_Source data:_
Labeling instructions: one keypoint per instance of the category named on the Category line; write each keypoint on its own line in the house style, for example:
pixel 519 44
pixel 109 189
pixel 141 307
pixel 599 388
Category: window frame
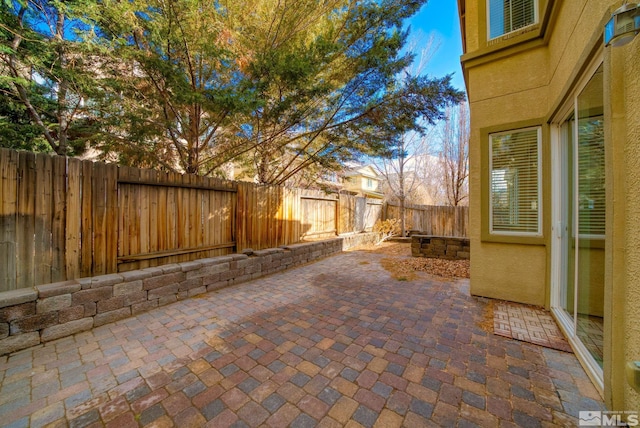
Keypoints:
pixel 536 20
pixel 492 234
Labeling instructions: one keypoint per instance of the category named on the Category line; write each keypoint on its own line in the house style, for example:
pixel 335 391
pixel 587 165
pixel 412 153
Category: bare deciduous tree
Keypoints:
pixel 454 156
pixel 402 173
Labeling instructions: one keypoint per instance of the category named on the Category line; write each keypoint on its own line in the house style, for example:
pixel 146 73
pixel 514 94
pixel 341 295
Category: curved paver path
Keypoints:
pixel 334 343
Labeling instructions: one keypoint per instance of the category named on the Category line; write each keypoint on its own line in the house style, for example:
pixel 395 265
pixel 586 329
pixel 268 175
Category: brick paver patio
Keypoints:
pixel 334 343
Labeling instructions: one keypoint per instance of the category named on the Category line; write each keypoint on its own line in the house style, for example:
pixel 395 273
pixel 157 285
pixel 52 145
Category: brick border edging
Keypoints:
pixel 29 317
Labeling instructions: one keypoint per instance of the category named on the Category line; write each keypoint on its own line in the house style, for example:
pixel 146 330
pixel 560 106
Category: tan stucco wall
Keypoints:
pixel 622 302
pixel 533 80
pixel 498 279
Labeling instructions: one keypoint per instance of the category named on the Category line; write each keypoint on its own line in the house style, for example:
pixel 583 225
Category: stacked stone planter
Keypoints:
pixel 440 247
pixel 44 313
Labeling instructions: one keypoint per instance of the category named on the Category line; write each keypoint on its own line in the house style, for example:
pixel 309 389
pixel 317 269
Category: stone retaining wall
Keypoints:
pixel 440 247
pixel 44 313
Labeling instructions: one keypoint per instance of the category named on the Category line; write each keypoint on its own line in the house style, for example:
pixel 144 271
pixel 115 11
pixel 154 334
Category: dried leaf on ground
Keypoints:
pixel 404 267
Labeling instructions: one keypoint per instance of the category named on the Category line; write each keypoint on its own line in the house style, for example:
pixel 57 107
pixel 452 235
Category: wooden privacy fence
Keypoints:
pixel 434 220
pixel 64 218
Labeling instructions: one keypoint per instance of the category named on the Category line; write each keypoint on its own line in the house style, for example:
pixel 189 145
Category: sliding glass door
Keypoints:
pixel 580 223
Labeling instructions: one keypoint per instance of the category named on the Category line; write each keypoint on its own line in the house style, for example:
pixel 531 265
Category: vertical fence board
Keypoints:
pixel 99 208
pixel 73 218
pixel 44 166
pixel 26 220
pixel 8 208
pixel 111 201
pixel 58 225
pixel 87 219
pixel 64 218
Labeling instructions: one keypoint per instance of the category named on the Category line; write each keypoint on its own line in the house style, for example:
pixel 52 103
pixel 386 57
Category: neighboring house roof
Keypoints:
pixel 366 171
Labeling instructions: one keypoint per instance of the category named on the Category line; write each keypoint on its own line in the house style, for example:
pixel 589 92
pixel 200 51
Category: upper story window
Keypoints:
pixel 515 182
pixel 506 16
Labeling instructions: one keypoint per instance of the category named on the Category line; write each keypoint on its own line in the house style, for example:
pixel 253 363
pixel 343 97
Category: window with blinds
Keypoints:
pixel 506 16
pixel 514 187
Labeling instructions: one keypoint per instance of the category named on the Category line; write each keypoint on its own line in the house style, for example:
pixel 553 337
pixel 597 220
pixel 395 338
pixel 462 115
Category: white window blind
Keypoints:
pixel 506 16
pixel 515 182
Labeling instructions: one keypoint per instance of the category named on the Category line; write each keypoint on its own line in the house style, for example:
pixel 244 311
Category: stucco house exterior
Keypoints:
pixel 555 174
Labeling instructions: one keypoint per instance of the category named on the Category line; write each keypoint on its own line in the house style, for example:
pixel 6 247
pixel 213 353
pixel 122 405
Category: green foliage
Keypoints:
pixel 285 89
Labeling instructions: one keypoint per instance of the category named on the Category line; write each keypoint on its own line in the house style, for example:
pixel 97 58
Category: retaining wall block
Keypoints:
pixel 33 323
pixel 111 316
pixel 17 297
pixel 54 303
pixel 58 288
pixel 136 275
pixel 163 291
pixel 111 304
pixel 127 288
pixel 106 280
pixel 138 308
pixel 90 309
pixel 66 329
pixel 135 297
pixel 19 311
pixel 16 343
pixel 91 295
pixel 189 284
pixel 171 268
pixel 163 280
pixel 165 300
pixel 70 314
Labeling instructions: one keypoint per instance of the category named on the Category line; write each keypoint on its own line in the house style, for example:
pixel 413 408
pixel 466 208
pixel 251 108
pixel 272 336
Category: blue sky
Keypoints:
pixel 440 18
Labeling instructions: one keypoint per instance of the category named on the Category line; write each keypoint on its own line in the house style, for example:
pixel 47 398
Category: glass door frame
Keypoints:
pixel 559 217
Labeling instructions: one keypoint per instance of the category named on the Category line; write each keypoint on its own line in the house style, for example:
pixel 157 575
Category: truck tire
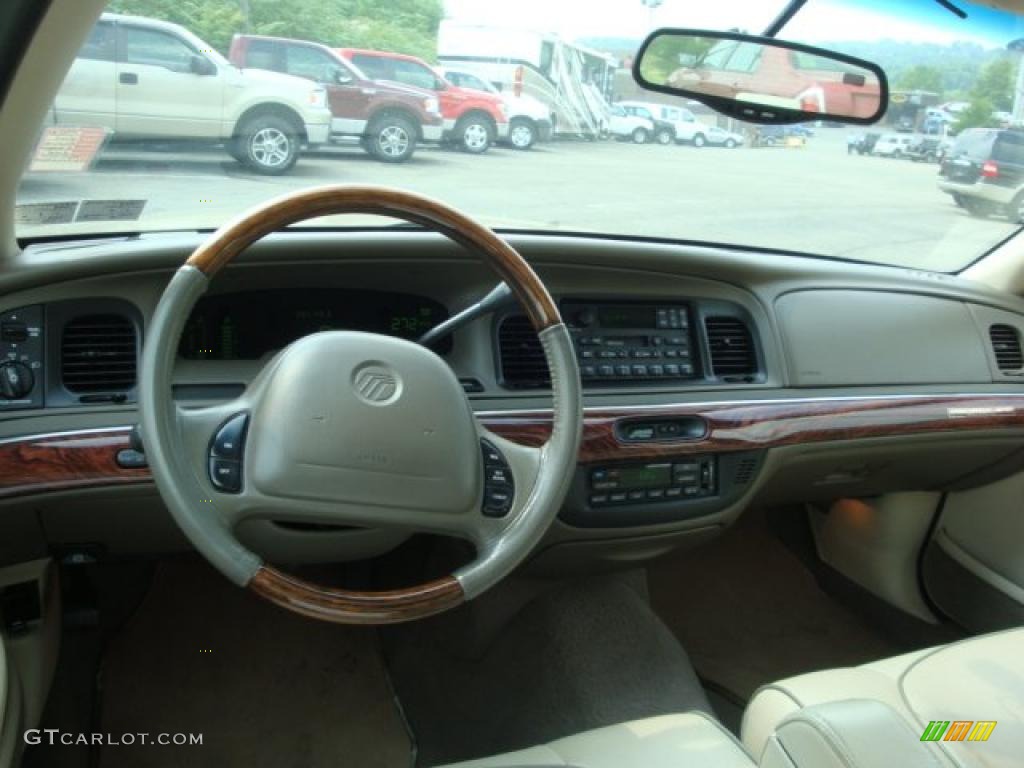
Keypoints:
pixel 267 144
pixel 522 133
pixel 391 138
pixel 474 133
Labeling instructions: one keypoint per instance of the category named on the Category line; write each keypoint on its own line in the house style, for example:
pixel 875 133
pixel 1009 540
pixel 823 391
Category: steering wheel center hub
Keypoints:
pixel 365 419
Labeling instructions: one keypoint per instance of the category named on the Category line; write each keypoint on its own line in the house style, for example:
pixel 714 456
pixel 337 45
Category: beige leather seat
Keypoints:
pixel 980 679
pixel 866 717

_Task brief:_ A verbatim copy of every record is required, with all pictures excluded.

_Solution:_
Labeling instructions: one keypoint per instance of the category named on the Category line; write each keypoint on its own line in the house style, for example:
pixel 519 44
pixel 109 189
pixel 141 307
pixel 599 388
Category: window frame
Keypoints:
pixel 536 20
pixel 492 234
Labeling instructions: one keypoint per instance of the category named on the Category line; write each keypoint on its own line in the house style, for example:
pixel 335 391
pixel 587 165
pixel 412 153
Category: bare deciduous tree
Keypoints:
pixel 454 156
pixel 402 173
Labeling instructions: one keypoint per instance of the category named on the Category line; write each keypoint on its own line in the house style, for example:
pixel 146 73
pixel 514 94
pixel 341 295
Category: curved paver path
Keypoints:
pixel 334 343
Labeling instructions: one keypoint per instance of the category named on the Category line; write each keypoint on its own line in the house style, for example:
pixel 395 265
pixel 586 329
pixel 268 175
Category: brick paver patio
Keypoints:
pixel 334 343
Labeling instructions: one keypoint per instance of the category named on the Category line; write each keypoint on its own line in the house style, for example:
pixel 395 273
pixel 157 285
pixel 52 145
Category: brick border edging
Keypoints:
pixel 29 317
Labeling instructions: one keypoint per instance of the category named on the Category line; write each keypoint on its own line in the house style, for example:
pixel 146 330
pixel 560 106
Category: tan stucco wall
Keypoints:
pixel 622 302
pixel 533 80
pixel 498 279
Labeling instructions: one keypoint per instance of the category named on the Category line; write each keypoint on its own line in the house style, for example:
pixel 583 225
Category: stacked stone planter
Keypoints:
pixel 440 247
pixel 44 313
Labeling instructions: one keypoint per instance of the category named on the Category line; write each keypoint on its own line in the house style, for example:
pixel 309 389
pixel 317 269
Category: stone retaining wall
Keypoints:
pixel 440 247
pixel 44 313
Labeling instructions: one keypoint per instance of the category named on the Category line; write each keypoint on its own line in the house style, for example:
pixel 144 271
pixel 115 11
pixel 154 334
Category: dried leaf on ground
Keypoints:
pixel 404 267
Labeling instructions: one keypoint per instance of the category named on the Category line; write each keypoint on its own line in the house style, for example:
pixel 57 107
pixel 452 235
Category: wooden privacy fence
Keypoints:
pixel 434 220
pixel 64 218
Labeling instructions: one keypoint per instance of the category named on the Category line; write each keypoint on its own line in the house style, for example:
pixel 189 145
Category: sliding glass door
Keypoints:
pixel 580 223
Labeling instructions: one keypoint per instance of the category named on the Category line; write each keypoint on its own line in the house style, for example:
pixel 531 265
Category: vertical fence board
Keypoints:
pixel 99 208
pixel 73 218
pixel 44 166
pixel 26 220
pixel 8 208
pixel 111 201
pixel 58 225
pixel 87 219
pixel 64 218
Labeling instructions: one keypoint per instance of the category named on the Category line; write each keypoint on its own line in the house style, for example:
pixel 52 103
pixel 386 57
Category: neighboring house roof
Keypoints:
pixel 366 171
Labeling instructions: one keypoint per instance of the category named on the Category line; write each keypoint on its own line in the house style, for example:
pixel 589 92
pixel 200 51
Category: upper story window
Keypoints:
pixel 515 182
pixel 506 16
Labeling instructions: one keypoint per instance of the category named on the Category line; write each keypoint on its own line in the house style, for example:
pixel 253 363
pixel 343 97
Category: window with blinds
Keypoints:
pixel 506 16
pixel 514 187
Labeling instructions: one keypoint per instance of the category named on the Category line; write each keypoint on its own line in the house style, for example:
pixel 553 337
pixel 597 220
pixel 395 338
pixel 462 115
Category: white window blind
Keypoints:
pixel 506 16
pixel 515 182
Labeling instructions: one keypoint per instance of the category named on the Category line; write each keypoint on its own line in the house style, for example:
pixel 244 311
Category: stucco house exterior
Keypoints:
pixel 555 174
Labeling instructions: one keypoint per instance of the category named on the Category line; write each keypoint on its own line in the house style, for example:
pixel 6 247
pixel 213 353
pixel 122 405
Category: green foliage
Keypoints:
pixel 285 89
Labeling instructions: one keypoint per instance of the category named on the Category line; write each keypoint on its own line in the house style, for example:
pixel 97 58
Category: retaining wall block
Keypoints:
pixel 33 323
pixel 111 316
pixel 17 297
pixel 54 303
pixel 58 288
pixel 136 275
pixel 163 291
pixel 111 304
pixel 127 288
pixel 106 280
pixel 138 308
pixel 90 309
pixel 66 329
pixel 135 297
pixel 19 311
pixel 16 343
pixel 91 295
pixel 189 284
pixel 171 268
pixel 163 280
pixel 165 300
pixel 70 314
Labeling instructions: one keypoint per instance of the category named on the Category line; write each keypoint on its own line in the house style, for example:
pixel 413 408
pixel 466 208
pixel 251 108
pixel 272 336
Category: blue sky
Keypoints:
pixel 440 18
Labeling instructions: one keypoint per instance of the category named on the Category line; write each keypoint on its own line in the house style, for example:
pixel 47 398
Category: glass door frame
Keypoints:
pixel 559 217
Labeling instructions: one keypoint per instance of the category named on the Category line; write each keypoint on its own line in the house style, for example:
pixel 157 575
Category: truck tire
Keypoints:
pixel 267 144
pixel 522 133
pixel 391 138
pixel 474 133
Labeling instructions: one keypoint per instance of the category named on the Category line; write each keypoint on its own line in the house style, for example:
pixel 875 133
pixel 1009 540
pixel 823 391
Category: steering wheel center hub
Keypoints:
pixel 365 419
Labeling instructions: one keypoint per instance of the category named on the Category line; write each keypoint on its own line in the house style, for example:
pixel 714 456
pixel 337 45
Category: beige leather seat
Keypoints:
pixel 980 679
pixel 866 717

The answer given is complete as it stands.